Challenge 1 |
Locate each line in the entries below that contains the word "wall" and copy those lines.
# START OF Provided text
# Mapmaking Discussion & Philosophy (WIP/Critique) > Board Game Mapping >  Mound Builders graphics package

## timallen

At the beginning of Feb. the guys over at Victory Point Games asked if I would be interested in developing a map and associated graphics for a new board game called "Mound Builders:, trade and warfare in ancient North America".  I said sure so they sent me the in-house beta test kit.  Here is the map that came with the kit- the dimensions are 11x17 inches.

----------


## timallen

I knew absolutely Zero about the topic, but found it fascinating.  I had no idea these societies existed!  After doing a fair amount of online research on the topic, I decided to try building a map what would have a sort of cave painting theme to it.  After all, this was a game on a cuture that never developed a written language or paper, so making a "old paper" looking map, which is my usual default mode, seemed wrong. After several false starts, this is what I currently have.  The folks at VPG like it and I am hopeful no more changes are needed.

----------


## timallen

They also asked if I would like to develop the art for the card backs and the slip cover that will go over the box.  Here is the cardback I submitted.

----------


## timallen

And here is the slip cover.  This is still a WIP.  I have to find something to go on the sides.  The back should probably remain largely blank as that is where most of the text describing the game will go (they havent sent me that info yet).

----------


## arsheesh

Wow, cool project Tim!  Congrats on the commission, sounds like fun.

Cheers,
-Arsheesh

----------


## Jalyha

What a cool project!  :Smile:   It looks really cool...

I'm not sure what level of accuracy ya'll want in the game.  I also don't know, yet, what you're trying to convey.

First... The Cherokee people were never Mound Builders.  I'm sure you've found references to Cherokee mounds, but that's been disproven through archaelogical surveys.
 Those were Muskogean remains.  :Smile:  

I wasn't sure if you were depicting the paths of only Mounds-builders, or those who may have battled/conquered them, but it's generally thought that the Cherokee migrated to those areas after they were abandoned/disused.  After looking at the rest of the board, I tend to believe your "warpaths" are all those of enemies/conquerors, and that's fine, but it doesn't really show anything about the mound-builders.

2nd...  your cave paintings look much more prehistoric than anything.  Not saying that there were no cave paintings by the mounds-building nations, but they were vastly different in styles, from one culture to the next, and it would have been rare to see simple black-on-grey silhouettes, or single silhouettes as you have here.

Figures/symbols (even prehistorically) were grouped to tell a story, or for the sake of pure art:



I'd also tend to think you'd find more pottery and sculpture than cave painting...  Mounds-builders were rarely cave-dwellers... they built structures to live in. Sometimes of earth and stone, sometimes of hide and/or wood, but actual structures.
# END OF Provided text
# START OF Records for this exercise
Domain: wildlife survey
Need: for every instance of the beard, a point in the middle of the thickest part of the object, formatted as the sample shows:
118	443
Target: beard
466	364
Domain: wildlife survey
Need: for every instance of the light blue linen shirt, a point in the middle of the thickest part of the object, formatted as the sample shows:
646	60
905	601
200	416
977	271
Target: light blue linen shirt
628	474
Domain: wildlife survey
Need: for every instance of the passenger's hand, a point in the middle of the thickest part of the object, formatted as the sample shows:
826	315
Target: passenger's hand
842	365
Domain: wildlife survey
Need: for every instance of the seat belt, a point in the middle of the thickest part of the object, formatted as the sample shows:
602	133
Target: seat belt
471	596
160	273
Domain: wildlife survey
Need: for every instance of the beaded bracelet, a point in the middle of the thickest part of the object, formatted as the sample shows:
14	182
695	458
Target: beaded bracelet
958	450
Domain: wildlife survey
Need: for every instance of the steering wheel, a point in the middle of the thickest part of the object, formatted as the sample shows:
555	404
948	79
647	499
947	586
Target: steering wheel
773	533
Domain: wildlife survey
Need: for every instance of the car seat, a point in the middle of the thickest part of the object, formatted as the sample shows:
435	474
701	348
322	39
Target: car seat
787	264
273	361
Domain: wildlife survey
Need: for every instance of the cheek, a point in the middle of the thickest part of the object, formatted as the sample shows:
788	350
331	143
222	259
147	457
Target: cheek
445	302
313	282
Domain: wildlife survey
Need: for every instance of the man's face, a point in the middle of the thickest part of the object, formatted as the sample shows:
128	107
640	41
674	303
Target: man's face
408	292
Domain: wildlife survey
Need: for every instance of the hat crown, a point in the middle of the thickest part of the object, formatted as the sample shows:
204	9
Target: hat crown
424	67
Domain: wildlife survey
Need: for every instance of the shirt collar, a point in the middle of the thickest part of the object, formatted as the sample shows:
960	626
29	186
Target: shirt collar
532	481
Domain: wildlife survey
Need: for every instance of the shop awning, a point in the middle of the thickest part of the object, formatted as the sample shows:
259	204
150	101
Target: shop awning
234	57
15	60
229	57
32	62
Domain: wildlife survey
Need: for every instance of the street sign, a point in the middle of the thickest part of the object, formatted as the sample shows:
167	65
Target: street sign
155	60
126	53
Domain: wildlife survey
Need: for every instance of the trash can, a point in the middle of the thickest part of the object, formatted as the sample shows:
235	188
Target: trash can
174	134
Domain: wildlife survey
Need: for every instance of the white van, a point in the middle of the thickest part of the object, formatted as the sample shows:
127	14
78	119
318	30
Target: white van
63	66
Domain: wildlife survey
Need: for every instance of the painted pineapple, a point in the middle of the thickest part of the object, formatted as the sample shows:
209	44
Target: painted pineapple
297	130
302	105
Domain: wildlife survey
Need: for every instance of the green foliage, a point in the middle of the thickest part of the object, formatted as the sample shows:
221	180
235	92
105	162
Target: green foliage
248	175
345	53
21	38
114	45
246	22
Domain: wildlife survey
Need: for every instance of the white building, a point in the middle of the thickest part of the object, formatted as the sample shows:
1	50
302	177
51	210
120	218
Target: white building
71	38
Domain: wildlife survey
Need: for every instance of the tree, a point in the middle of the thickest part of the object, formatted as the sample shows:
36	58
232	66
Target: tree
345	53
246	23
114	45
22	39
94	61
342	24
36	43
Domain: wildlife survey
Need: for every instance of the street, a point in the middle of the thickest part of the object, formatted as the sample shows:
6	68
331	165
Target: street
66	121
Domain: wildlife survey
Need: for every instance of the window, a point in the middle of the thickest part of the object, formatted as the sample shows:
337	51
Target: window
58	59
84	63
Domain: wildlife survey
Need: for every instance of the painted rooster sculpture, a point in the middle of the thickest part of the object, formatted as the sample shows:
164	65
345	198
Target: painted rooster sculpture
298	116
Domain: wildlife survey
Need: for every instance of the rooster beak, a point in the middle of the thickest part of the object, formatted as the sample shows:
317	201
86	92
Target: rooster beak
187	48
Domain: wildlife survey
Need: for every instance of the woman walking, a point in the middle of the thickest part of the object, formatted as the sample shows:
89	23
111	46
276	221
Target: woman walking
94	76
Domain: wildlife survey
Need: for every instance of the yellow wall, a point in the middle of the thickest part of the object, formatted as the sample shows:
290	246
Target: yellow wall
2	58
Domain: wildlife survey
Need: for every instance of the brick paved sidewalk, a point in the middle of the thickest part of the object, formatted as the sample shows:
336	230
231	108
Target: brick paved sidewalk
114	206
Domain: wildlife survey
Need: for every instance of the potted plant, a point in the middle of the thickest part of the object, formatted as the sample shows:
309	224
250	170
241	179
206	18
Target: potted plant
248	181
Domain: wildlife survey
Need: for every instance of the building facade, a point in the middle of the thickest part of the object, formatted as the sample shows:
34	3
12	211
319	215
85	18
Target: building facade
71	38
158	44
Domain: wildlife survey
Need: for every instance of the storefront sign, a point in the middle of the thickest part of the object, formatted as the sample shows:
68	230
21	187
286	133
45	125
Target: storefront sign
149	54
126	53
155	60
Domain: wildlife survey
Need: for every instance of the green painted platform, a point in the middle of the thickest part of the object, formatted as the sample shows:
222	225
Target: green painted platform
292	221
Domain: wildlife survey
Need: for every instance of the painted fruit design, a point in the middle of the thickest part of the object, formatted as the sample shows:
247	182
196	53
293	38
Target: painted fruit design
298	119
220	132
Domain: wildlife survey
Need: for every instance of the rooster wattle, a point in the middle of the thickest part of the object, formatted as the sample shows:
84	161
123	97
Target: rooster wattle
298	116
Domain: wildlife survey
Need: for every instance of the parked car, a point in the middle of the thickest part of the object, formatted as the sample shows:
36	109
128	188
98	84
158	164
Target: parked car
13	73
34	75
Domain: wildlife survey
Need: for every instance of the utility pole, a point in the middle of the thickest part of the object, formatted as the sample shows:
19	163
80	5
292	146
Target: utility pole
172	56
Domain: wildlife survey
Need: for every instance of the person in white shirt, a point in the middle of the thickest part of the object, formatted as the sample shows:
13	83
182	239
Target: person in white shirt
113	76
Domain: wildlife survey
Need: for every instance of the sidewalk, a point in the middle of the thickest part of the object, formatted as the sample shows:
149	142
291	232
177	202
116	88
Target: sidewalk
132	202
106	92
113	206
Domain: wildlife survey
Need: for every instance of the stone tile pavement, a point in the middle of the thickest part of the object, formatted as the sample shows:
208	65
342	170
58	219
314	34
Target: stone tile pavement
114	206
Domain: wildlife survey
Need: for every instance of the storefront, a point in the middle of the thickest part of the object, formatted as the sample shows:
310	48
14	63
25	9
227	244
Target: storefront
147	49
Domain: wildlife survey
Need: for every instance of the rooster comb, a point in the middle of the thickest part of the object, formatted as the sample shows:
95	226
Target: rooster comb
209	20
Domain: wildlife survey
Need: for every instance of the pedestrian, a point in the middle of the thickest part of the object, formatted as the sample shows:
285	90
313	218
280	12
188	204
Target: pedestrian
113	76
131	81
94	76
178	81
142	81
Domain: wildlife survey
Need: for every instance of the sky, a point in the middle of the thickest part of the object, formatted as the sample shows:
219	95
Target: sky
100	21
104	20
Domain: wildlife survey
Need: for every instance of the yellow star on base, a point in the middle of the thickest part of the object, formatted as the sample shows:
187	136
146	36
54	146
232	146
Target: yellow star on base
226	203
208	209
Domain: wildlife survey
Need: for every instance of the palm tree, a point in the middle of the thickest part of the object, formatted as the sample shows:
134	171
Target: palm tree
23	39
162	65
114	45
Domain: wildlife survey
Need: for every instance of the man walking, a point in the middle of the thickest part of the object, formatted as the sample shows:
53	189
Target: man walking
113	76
# END OF Records for this exercise
# START OF Records for this exercise
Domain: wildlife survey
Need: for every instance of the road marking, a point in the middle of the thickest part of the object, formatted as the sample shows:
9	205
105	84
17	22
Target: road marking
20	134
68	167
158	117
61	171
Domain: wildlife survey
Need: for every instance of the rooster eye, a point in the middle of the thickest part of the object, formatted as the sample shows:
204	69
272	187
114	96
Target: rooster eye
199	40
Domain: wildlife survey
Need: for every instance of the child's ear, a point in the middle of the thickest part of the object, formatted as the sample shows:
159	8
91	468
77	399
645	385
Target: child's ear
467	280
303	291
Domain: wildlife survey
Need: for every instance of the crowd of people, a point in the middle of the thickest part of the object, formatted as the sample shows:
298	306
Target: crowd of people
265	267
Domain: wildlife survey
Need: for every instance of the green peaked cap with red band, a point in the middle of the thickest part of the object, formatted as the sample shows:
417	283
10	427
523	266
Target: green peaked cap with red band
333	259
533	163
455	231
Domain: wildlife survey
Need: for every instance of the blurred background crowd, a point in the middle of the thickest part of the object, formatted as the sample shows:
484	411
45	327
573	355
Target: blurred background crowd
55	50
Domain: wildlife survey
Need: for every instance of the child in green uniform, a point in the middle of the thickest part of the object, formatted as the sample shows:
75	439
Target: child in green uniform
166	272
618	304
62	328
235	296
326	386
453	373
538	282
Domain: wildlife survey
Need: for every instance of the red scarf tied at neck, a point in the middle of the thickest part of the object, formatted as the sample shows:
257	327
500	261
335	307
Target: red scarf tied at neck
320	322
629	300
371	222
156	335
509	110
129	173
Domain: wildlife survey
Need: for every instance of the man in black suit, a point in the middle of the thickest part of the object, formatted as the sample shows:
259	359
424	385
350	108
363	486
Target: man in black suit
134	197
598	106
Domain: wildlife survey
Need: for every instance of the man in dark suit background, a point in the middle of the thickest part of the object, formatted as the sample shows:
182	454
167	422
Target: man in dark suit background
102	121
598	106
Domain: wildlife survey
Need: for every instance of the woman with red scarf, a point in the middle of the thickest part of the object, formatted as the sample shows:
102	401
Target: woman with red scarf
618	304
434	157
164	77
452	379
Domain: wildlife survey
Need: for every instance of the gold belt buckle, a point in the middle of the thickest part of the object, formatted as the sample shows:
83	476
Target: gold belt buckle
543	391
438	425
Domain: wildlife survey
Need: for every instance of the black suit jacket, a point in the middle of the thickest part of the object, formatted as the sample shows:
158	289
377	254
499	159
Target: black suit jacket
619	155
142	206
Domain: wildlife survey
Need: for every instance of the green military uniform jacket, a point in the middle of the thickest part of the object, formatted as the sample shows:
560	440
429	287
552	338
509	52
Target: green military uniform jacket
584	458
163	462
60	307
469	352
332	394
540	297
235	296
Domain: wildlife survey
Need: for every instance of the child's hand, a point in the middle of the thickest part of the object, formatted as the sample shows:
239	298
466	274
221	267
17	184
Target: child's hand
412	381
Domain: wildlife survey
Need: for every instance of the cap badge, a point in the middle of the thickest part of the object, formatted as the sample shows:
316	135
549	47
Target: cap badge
# END OF Records for this exercise
Challenge 2 |
According to the forum thread, what are the dimensions of the map that came with the beta test kit?

Complete output 1 |
Need: for every instance of the yellow wall, a point in the middle of the thickest part of the object, formatted as the sample shows:
Target: yellow wall

Complete output 2 |
11x17 inches.